**任务要求 A**: 把下面关于CLH锁的文本中从“if (tail.compareAndSet(last_tail, new_tail))”开始、一直到“above while-loop statement.”为止的部分，一字不改地重新输入一遍。

首先向Doug Lea致敬。

CLH

以下是CLH锁的一个简单实现：

class SimpleCLHLock {
    /**
     * initialized with a dummy node
     */
    private Node dummy = new Node();
    private AtomicReference<Node> tail = new AtomicReference<Node>(dummy);

    /**
     * implicit single linked list node
     */
    private static class Node {
        public volatile boolean locked = false;
    }

    private ThreadLocal<Node> threadLockNode = new ThreadLocal<Node>();

    public void lock() {
        Node last_tail;
        Node new_tail = new Node();
        new_tail.locked = true;

        while (true) {
            last_tail = tail.get();

            if (tail.compareAndSet(last_tail, new_tail)) {
                break;
            }
        }
        // we just keep previous tail node as current node's direct predecessor
        // and waiting it jump into unlocked state, so we form a single linked list implicitly
        while (last_tail.locked) {
            Thread.yield();
        }

        // we need the node reference when we want to unlock
        // some threads may waiting on its state to be unlocked in above while-loop statement.

**任务要求 B**: 将下方条目中从含有“Note to the class: point out the white”的那一行起，直到含有“<point>307,20</point>”的那一行止，原样复述出来，首尾两行都要包括。

**待用条目**:

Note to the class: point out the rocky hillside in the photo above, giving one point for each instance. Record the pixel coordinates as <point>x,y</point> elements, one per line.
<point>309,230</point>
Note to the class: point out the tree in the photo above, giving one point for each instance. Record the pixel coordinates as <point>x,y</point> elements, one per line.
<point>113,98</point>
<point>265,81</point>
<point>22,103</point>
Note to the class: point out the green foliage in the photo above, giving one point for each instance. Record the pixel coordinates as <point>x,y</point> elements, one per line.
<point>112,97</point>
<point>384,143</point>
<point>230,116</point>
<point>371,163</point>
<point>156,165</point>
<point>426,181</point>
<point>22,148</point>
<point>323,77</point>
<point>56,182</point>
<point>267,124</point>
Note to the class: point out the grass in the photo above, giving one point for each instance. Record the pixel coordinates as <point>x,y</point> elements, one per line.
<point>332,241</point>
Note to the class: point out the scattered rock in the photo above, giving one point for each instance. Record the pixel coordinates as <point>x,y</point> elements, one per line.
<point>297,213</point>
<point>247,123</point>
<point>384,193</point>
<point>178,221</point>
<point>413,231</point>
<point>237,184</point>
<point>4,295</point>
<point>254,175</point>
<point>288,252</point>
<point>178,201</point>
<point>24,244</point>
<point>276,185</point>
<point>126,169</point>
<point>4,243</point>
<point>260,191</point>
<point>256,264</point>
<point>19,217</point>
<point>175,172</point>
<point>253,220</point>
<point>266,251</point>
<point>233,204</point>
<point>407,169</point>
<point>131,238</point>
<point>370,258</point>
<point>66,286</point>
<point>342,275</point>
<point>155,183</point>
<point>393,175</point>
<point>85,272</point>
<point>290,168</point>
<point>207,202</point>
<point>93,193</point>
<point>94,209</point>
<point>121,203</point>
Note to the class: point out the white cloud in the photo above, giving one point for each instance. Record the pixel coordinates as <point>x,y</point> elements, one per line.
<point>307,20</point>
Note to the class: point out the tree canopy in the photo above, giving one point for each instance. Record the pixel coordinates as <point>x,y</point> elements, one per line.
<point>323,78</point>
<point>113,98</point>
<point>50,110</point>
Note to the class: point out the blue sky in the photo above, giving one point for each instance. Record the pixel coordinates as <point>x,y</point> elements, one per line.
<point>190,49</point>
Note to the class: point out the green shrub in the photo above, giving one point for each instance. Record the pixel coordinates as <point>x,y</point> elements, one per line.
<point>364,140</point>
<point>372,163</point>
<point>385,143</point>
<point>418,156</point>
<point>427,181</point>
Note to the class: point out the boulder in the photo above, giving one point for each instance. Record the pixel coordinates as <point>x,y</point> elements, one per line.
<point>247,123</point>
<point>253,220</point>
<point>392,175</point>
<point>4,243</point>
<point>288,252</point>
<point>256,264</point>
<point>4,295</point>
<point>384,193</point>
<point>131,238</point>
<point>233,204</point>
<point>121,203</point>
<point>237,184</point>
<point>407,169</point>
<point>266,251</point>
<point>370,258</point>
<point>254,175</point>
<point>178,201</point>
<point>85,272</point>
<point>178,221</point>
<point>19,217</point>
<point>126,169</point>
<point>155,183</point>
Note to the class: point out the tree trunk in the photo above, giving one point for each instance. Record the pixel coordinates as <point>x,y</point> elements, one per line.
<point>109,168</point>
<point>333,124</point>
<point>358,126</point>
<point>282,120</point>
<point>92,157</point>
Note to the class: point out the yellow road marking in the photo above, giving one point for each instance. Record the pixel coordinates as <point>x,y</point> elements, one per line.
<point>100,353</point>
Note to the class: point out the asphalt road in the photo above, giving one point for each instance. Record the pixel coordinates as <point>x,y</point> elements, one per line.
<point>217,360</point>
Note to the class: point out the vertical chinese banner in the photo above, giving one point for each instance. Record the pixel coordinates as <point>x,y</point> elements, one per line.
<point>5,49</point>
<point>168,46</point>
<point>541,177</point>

**结果 A**:
if (tail.compareAndSet(last_tail, new_tail)) {
                break;
            }
        }
        // we just keep previous tail node as current node's direct predecessor
        // and waiting it jump into unlocked state, so we form a single linked list implicitly
        while (last_tail.locked) {
            Thread.yield();
        }

        // we need the node reference when we want to unlock
        // some threads may waiting on its state to be unlocked in above while-loop statement.

**结果 B**:
Note to the class: point out the white cloud in the photo above, giving one point for each instance. Record the pixel coordinates as <point>x,y</point> elements, one per line.
<point>307,20</point>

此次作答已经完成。